What you will do =>
Rewrite the records from the line with "Locate the light" up to and including the line with "93), (206, 95)]", keeping the requests, but shift every point coordinate in the answers by adding 44.

Object pointing dataset rows
--------------------------------

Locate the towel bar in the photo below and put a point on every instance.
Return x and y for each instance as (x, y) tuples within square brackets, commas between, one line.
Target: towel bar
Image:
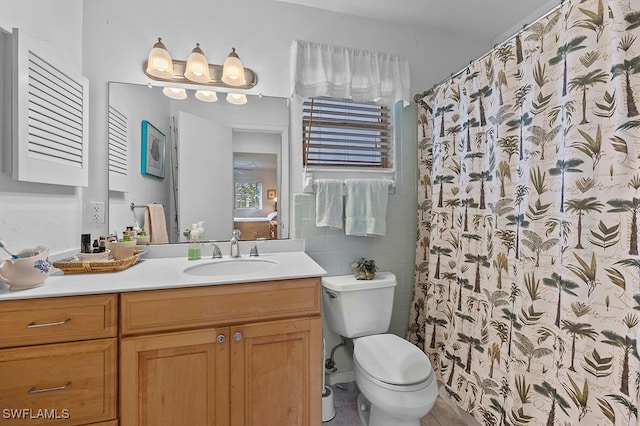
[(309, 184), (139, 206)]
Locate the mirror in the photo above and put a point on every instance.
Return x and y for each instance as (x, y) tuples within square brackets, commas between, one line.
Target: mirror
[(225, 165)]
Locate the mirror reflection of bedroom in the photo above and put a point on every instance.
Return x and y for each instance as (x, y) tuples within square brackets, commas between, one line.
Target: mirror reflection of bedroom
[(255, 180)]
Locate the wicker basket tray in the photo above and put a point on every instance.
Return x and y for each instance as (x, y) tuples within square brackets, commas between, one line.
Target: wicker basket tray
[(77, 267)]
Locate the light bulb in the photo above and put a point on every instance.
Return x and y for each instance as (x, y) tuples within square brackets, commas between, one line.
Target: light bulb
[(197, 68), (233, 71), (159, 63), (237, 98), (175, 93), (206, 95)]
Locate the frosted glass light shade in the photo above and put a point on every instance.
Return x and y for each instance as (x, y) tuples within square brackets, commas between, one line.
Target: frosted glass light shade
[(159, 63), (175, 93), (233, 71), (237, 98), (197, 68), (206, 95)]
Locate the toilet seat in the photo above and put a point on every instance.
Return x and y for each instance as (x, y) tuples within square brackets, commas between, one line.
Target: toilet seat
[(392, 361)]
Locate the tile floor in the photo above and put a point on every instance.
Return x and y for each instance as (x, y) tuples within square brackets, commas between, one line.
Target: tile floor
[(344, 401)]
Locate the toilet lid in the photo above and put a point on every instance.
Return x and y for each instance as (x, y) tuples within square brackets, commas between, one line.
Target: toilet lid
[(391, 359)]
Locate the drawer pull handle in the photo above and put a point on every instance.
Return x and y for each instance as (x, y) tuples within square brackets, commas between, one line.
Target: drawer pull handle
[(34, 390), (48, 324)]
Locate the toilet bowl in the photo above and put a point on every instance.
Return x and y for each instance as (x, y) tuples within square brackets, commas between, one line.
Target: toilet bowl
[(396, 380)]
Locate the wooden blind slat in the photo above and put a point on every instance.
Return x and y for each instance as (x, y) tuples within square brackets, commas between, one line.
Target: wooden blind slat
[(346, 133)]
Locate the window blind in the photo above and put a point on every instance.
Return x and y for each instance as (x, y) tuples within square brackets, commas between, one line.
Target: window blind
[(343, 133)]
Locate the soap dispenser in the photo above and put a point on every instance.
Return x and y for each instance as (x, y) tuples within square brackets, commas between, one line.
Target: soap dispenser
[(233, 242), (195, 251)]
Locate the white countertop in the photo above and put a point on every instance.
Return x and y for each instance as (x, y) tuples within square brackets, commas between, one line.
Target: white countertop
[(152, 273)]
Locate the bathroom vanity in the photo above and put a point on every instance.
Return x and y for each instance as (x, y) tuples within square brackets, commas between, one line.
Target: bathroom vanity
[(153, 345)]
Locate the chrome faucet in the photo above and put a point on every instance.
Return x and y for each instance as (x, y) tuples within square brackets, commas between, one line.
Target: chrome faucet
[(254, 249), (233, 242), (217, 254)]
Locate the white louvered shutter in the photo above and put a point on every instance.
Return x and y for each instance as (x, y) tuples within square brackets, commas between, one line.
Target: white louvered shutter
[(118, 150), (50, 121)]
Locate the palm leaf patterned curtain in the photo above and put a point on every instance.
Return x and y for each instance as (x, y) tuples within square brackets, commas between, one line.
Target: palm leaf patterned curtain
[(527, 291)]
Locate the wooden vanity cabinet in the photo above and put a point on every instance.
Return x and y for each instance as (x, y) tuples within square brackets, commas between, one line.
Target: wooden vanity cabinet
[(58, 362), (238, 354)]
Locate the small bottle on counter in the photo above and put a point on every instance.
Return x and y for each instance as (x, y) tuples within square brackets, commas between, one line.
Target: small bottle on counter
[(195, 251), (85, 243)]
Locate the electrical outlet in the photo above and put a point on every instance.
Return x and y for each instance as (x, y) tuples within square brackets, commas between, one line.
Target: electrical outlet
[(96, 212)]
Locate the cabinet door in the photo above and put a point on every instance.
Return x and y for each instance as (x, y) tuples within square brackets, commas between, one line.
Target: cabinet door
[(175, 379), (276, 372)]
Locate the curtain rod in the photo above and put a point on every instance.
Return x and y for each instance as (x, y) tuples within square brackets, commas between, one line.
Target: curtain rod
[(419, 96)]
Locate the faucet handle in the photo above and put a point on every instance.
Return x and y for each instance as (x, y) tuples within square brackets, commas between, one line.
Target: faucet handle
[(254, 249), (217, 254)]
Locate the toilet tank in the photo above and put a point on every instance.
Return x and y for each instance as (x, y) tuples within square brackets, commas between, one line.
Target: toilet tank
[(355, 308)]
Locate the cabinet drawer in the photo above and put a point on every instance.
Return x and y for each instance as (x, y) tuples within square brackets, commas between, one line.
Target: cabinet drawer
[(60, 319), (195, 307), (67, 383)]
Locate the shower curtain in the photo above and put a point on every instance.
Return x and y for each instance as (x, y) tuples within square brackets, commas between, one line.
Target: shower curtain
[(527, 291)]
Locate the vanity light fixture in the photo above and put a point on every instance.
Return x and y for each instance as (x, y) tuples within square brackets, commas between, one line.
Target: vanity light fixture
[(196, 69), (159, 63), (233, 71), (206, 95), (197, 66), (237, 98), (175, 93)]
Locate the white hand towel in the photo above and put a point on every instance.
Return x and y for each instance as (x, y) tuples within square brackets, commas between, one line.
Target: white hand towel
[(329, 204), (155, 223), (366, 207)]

--------------------------------

Finished task =>
Locate the light bulb in the photo above and put a point on every instance.
Return x and y for each instance as (x, y) tuples within square brackets, commas between, one line.
Target: light bulb
[(241, 112), (277, 115), (203, 107), (281, 142), (219, 137), (250, 139)]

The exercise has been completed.